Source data
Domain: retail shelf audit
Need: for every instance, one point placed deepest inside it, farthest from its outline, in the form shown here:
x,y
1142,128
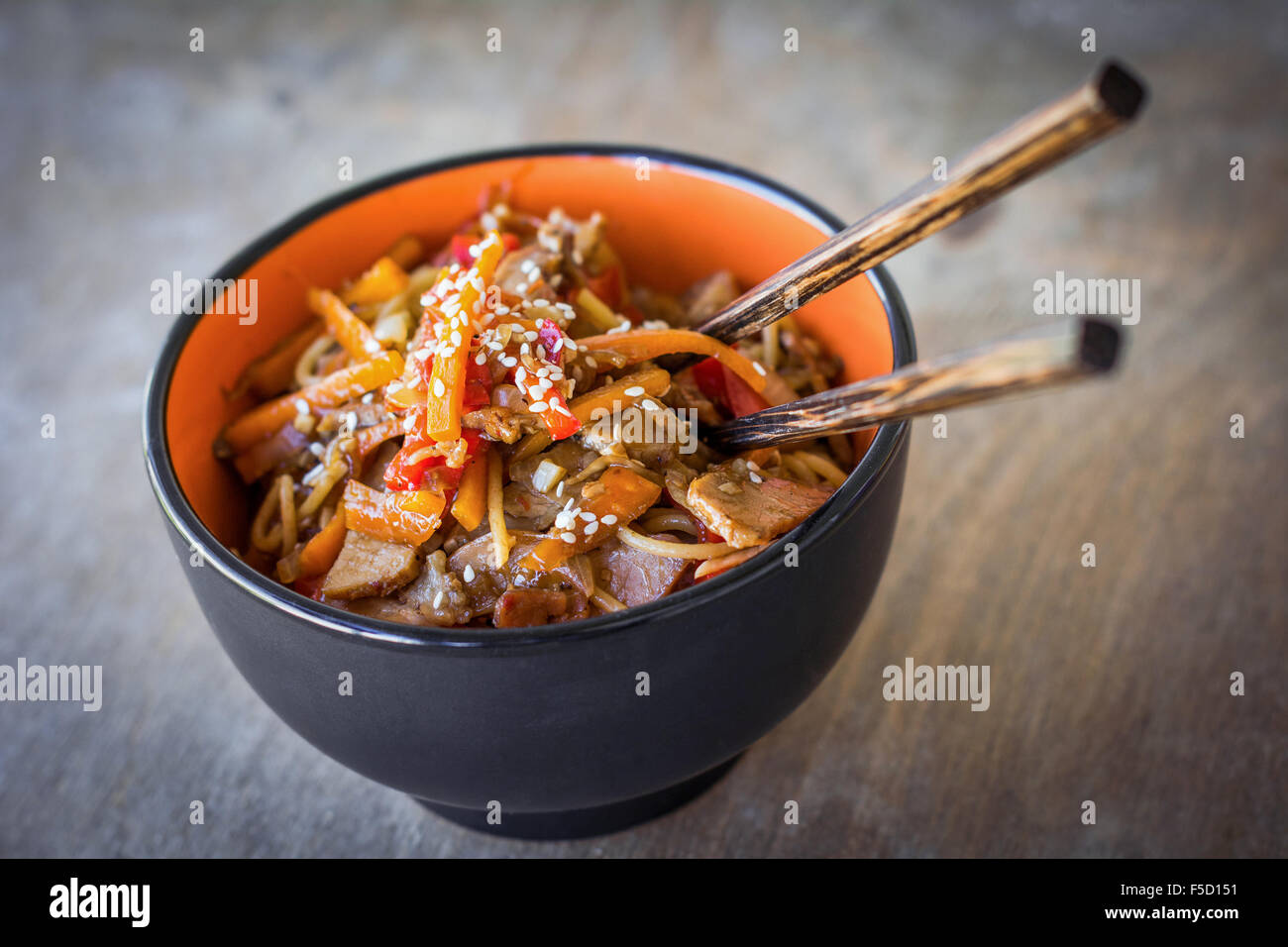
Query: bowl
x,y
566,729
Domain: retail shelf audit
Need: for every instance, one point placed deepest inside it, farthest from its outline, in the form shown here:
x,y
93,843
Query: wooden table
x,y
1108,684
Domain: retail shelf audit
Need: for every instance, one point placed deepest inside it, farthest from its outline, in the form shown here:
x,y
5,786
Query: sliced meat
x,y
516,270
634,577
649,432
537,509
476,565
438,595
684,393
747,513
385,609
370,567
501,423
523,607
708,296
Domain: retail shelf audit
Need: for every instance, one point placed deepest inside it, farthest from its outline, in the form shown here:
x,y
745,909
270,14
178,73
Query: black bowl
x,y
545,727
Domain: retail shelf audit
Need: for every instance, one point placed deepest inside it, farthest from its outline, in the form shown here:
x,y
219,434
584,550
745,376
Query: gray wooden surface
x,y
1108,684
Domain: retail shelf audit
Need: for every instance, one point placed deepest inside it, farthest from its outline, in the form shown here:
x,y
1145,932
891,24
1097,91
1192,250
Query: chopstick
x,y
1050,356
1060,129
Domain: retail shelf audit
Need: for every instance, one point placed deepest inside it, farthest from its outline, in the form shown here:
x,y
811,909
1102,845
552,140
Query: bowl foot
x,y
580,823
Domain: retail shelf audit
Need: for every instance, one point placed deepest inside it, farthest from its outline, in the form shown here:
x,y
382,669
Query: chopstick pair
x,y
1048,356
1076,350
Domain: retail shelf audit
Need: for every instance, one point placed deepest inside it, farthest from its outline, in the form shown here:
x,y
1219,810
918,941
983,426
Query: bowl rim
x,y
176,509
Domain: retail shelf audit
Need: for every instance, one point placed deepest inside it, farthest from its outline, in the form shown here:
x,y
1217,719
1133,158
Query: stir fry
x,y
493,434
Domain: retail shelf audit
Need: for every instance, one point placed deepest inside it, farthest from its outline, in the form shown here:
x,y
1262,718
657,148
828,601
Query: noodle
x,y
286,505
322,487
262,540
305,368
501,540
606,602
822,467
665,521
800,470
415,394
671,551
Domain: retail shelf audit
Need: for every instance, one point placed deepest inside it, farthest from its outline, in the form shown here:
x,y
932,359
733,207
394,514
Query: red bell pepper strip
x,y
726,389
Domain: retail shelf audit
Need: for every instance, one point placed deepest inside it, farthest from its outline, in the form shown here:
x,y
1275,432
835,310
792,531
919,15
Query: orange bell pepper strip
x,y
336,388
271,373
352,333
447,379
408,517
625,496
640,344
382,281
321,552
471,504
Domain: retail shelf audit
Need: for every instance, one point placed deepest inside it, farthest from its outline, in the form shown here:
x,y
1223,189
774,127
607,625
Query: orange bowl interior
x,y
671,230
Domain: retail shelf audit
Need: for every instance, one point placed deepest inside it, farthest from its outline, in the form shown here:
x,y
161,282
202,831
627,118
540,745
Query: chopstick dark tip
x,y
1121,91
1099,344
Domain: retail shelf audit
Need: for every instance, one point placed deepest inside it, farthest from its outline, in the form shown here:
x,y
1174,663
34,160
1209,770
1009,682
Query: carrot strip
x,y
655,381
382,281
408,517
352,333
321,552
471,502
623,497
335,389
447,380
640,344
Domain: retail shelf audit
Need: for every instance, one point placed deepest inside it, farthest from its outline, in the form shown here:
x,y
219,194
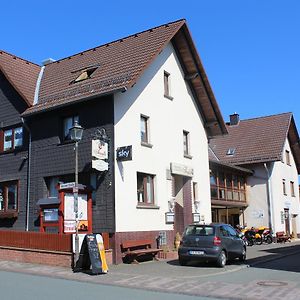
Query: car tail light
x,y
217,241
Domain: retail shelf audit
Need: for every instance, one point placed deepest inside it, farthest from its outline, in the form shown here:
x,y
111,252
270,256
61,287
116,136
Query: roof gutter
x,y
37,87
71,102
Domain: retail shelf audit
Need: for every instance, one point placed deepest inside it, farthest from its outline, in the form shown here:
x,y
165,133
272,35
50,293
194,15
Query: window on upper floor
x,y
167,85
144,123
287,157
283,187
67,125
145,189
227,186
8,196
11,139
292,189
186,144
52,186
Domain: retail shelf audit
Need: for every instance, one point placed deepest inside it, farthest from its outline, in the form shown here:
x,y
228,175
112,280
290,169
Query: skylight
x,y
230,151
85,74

...

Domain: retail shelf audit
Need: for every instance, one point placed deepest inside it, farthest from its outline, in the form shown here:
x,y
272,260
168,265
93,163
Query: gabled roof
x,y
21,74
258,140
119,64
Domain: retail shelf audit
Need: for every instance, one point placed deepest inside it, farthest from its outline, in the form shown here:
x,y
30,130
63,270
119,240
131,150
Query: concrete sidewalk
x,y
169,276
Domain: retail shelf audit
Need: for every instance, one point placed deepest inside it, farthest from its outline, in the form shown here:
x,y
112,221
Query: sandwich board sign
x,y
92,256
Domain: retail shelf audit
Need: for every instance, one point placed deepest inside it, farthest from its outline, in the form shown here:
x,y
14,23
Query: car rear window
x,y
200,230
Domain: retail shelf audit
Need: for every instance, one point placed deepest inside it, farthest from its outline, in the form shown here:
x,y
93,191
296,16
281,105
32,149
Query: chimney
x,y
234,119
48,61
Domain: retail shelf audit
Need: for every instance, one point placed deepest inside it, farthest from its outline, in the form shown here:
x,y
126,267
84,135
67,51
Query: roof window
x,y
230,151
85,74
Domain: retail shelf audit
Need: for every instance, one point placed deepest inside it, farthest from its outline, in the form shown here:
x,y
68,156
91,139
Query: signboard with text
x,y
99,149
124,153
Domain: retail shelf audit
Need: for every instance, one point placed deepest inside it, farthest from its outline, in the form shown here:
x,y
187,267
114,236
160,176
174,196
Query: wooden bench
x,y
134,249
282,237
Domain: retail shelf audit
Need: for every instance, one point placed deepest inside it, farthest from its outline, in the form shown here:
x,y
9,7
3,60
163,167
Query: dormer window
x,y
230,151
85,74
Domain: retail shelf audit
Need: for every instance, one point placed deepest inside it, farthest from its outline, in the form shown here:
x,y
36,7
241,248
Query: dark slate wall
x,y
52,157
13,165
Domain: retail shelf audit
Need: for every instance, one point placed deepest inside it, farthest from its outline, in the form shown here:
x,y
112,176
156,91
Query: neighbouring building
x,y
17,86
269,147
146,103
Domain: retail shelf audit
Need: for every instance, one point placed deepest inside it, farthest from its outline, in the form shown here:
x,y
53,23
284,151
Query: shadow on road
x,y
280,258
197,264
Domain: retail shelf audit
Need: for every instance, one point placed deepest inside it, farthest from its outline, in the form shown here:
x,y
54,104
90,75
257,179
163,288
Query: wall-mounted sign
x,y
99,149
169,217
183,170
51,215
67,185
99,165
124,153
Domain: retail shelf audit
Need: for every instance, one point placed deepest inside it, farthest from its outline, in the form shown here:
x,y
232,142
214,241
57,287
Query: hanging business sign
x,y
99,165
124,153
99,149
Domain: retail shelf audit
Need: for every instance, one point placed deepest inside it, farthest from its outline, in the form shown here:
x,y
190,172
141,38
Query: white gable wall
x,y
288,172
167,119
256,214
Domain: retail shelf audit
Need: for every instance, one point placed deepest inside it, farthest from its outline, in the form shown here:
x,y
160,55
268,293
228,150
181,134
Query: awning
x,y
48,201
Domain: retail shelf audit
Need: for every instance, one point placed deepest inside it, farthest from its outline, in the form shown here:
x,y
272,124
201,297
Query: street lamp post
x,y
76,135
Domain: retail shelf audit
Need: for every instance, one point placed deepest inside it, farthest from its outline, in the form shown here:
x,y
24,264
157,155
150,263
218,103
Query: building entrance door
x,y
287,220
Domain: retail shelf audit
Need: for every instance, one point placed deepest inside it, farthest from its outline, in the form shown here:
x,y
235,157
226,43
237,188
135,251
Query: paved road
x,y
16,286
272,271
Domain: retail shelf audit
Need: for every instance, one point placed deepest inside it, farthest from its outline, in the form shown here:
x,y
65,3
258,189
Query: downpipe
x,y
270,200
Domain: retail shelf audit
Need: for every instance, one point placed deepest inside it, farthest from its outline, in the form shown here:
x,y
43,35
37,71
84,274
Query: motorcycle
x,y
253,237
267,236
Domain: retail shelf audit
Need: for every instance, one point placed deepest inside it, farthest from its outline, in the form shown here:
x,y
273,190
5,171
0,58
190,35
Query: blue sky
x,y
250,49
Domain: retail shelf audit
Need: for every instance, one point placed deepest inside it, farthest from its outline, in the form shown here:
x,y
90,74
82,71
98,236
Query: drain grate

» **Exercise prompt**
Only those lines of the entries above that run from the line containing "Query: building entrance door" to the line containing "Query: drain grate", both included, should be transcribed exactly.

» **Solution for this problem**
Query: building entrance door
x,y
287,220
Domain: retail shelf audit
Need: for every instance, one point placed deepest inside it, farthest from its outline, in the form shown here:
x,y
235,157
226,43
237,188
135,251
Query: paved road
x,y
16,286
272,271
Domain: retail shelf audit
Need: for every instance, one point placed deepest inside it, farthest from its outline, in the form shown here:
x,y
65,3
258,189
Query: downpipe
x,y
270,200
Domain: retail shelf audit
Need: for every instance, one point placed deepest inside it, farthest from its outline, in the form shown here:
x,y
43,35
37,71
84,274
Query: motorcycle
x,y
253,237
267,236
Domain: retail shelf audit
Need: for every instance, one point placed deepest inside it, farthest from its outline, in the form shown here:
x,y
273,190
5,171
0,58
190,35
Query: blue sky
x,y
250,49
Domain: retail shelf audit
Need: for every instance, one point placed deepest inside it, farthest from its outline, in the form shown here:
x,y
90,74
82,71
98,236
Query: drain grate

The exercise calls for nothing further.